(Location identification items)
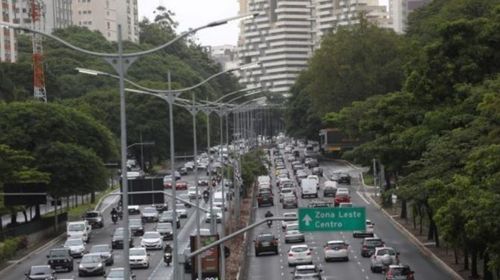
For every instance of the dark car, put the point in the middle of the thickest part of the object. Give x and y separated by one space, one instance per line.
105 251
161 207
369 244
117 239
94 218
399 272
341 198
136 227
344 178
290 201
319 204
317 171
307 272
91 264
40 272
329 191
265 199
265 242
60 259
165 230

**The problem**
Collect every line in the rows above that contains the word "middle".

**Worked answer**
For every instance of the dark car, put the point in the middle of the thickest part of the object. Give x and y separated by one space, one instance per line.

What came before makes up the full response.